■ The input ■
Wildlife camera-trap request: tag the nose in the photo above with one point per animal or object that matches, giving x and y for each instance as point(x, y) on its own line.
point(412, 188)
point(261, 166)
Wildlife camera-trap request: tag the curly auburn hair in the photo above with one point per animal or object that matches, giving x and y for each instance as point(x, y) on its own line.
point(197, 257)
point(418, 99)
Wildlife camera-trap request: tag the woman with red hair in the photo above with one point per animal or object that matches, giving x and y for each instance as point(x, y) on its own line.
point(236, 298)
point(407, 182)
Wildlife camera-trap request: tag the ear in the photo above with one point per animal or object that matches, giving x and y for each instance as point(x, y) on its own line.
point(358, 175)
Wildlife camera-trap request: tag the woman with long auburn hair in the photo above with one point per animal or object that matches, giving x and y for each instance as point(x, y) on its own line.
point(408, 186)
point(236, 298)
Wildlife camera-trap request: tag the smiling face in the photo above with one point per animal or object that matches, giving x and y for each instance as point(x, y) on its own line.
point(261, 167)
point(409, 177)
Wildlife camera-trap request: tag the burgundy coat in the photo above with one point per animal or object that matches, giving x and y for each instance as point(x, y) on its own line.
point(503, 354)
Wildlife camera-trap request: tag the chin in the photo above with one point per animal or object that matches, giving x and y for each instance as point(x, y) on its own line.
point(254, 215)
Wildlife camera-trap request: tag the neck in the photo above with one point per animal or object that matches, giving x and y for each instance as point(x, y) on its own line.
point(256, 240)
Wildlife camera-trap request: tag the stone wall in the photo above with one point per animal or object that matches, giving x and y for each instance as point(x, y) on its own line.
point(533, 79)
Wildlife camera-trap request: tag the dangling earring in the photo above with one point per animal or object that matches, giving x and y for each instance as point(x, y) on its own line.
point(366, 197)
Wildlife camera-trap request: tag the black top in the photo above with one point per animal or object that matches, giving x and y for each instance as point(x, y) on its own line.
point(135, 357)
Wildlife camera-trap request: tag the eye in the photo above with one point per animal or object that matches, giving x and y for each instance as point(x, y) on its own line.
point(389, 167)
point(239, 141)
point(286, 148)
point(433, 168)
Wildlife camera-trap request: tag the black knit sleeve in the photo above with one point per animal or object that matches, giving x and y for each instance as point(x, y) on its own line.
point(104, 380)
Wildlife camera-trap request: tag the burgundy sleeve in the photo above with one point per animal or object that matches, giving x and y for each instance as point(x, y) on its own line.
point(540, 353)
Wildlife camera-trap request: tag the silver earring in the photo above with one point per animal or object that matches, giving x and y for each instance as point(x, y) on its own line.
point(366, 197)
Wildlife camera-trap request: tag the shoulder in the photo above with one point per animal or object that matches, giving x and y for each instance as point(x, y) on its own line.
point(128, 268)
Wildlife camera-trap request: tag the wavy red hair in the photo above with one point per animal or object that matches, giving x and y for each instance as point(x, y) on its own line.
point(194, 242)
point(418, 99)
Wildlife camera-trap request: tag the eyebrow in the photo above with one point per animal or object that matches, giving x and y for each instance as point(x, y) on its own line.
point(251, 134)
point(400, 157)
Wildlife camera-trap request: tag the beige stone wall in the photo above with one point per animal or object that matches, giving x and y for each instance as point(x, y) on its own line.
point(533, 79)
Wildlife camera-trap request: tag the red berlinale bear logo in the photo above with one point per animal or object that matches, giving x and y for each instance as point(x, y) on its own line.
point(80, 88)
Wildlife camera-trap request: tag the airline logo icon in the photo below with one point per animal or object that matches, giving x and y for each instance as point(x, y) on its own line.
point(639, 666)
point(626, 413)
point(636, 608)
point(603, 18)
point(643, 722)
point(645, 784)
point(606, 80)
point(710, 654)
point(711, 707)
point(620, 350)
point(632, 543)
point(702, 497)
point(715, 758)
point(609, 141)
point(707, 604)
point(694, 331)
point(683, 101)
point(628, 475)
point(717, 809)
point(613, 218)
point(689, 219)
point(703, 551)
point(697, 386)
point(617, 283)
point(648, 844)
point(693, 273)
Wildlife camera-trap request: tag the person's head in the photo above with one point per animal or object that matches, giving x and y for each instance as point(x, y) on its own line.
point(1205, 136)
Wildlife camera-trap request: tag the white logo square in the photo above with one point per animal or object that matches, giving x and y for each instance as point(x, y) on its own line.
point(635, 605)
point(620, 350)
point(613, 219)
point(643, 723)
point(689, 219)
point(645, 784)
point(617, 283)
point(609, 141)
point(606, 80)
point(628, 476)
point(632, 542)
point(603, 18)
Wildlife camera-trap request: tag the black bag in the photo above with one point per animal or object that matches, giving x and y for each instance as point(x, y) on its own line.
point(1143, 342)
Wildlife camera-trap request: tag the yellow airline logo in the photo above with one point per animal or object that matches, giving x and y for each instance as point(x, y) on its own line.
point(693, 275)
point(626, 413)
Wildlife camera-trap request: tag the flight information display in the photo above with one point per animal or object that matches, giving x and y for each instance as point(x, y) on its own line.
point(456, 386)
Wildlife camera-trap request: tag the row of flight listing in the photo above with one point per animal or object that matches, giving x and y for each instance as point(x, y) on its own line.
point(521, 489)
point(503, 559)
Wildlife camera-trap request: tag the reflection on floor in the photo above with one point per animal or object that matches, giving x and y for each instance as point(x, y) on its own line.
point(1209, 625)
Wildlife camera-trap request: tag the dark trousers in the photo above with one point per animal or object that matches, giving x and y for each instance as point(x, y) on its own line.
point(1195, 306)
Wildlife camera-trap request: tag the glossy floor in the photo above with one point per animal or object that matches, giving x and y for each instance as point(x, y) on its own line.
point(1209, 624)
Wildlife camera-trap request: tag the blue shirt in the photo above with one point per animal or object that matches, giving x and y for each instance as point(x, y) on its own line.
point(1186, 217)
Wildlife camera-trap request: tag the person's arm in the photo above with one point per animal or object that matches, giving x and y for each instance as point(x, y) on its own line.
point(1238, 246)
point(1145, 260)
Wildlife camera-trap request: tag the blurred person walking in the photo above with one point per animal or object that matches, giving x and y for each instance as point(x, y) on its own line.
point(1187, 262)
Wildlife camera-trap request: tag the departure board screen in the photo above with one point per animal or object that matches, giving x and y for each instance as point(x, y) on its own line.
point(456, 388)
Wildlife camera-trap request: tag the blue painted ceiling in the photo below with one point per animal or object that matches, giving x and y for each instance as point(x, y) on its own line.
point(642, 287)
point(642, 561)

■ What the task requires ■
Write out, word for word, every line from the one containing "Wildlife camera-trap request: tag the dark" through the last line of the records above.

■ Result of this task ■
Wildlife camera-trap request: tag the dark trousers in the photo above with one point per animal or object that matches, giving x and y for each instance as point(x, y) on its own line.
point(1195, 306)
Wildlife camera-trap request: tag the glossy floor in the photo above with one point per animal or object that matches, giving x and y for each instance as point(x, y) on its own line.
point(1209, 624)
Wildlife camera-trap request: tag the blue shirt in the photo above with one point per animal or object that matches, giving x and y for each instance as point(x, y) on its own line.
point(1186, 217)
Wildlife camera-trap request: tag the person's arm in the photo above with one point per animal or object that matches, giving x and y for each instance as point(x, y) on its own line.
point(1238, 246)
point(1145, 260)
Wildlife camera-trap request: tag the blurred person walking in the photo above with one point per animal or object that matches, giving x and y for each instance as point(x, y) on its own line.
point(1187, 262)
Wildlife camera-trap request: tag the departure board screen in the photo above with one point per animal or object that matches, giving x and y for each instance as point(x, y) on its own line.
point(456, 388)
Wildlife camera-trap request: tag the blue painted ceiling in the photo below with one point per animal or object that matches, giving x and y for each instance as point(x, y) on its own line.
point(642, 287)
point(642, 561)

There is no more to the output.